## EXCERPTED RECORDS
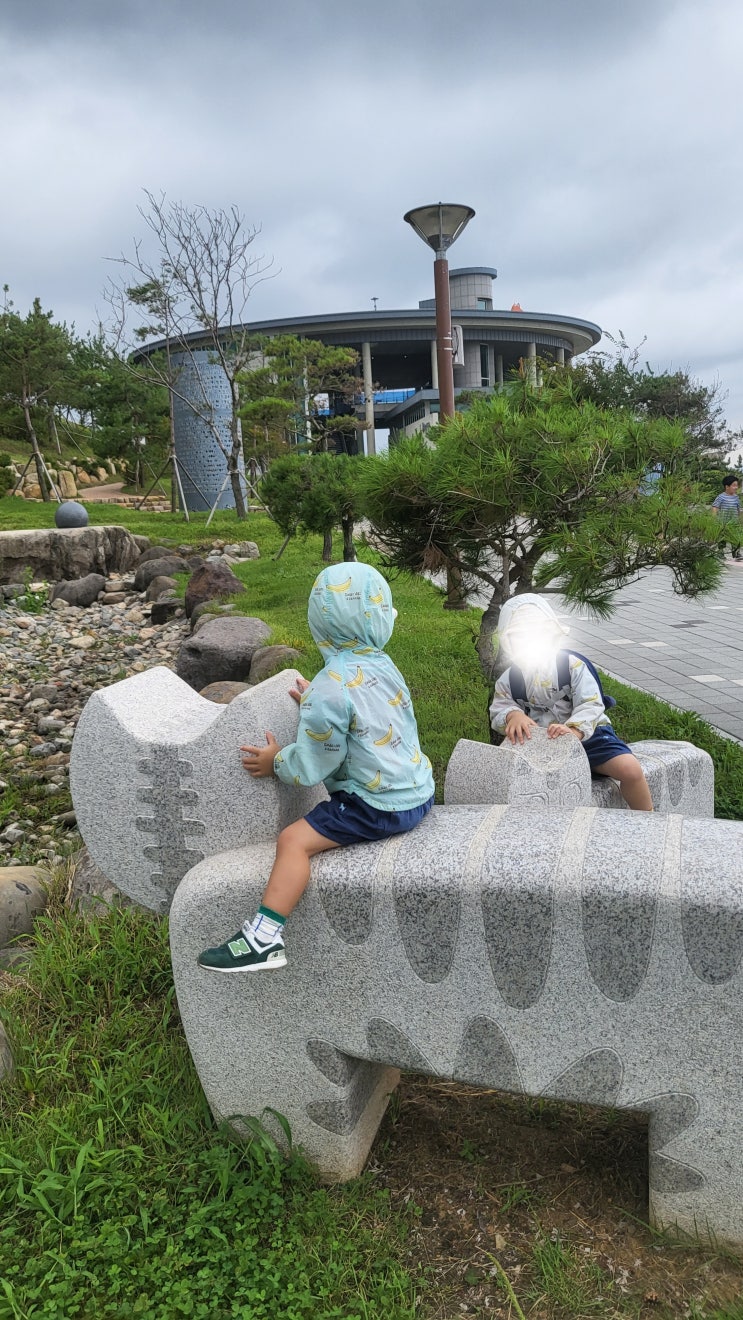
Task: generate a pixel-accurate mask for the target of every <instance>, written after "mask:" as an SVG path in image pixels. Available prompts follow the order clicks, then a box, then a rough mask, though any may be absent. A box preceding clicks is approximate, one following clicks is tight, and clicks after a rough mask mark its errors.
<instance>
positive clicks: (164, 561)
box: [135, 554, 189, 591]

...

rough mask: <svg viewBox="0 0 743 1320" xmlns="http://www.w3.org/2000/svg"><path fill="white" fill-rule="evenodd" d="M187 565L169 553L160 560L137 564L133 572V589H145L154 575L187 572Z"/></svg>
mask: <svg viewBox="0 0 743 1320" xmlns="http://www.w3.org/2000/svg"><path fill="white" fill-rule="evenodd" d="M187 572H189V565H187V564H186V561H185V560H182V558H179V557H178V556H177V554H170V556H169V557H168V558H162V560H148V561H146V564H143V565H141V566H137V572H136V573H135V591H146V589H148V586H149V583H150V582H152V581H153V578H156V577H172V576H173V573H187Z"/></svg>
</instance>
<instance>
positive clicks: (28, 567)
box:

## TO-DO ITEM
Output the data lines from the line with "Task: generate a" up to and including the line with "box: [135, 554, 189, 591]", copied character for character.

## TASK RESPONSE
Task: generate a pixel-accurate mask for the target of every <instance>, written after "mask:" as an SVG path in image pixels. Available prompts follow the order clicks, then a box, then a rough mask, though any may be absent. A box preceding clicks is approximate, one following clicks is tight, and clicks after a rough mask mark its errors.
<instance>
positive clicks: (164, 561)
box: [135, 554, 189, 591]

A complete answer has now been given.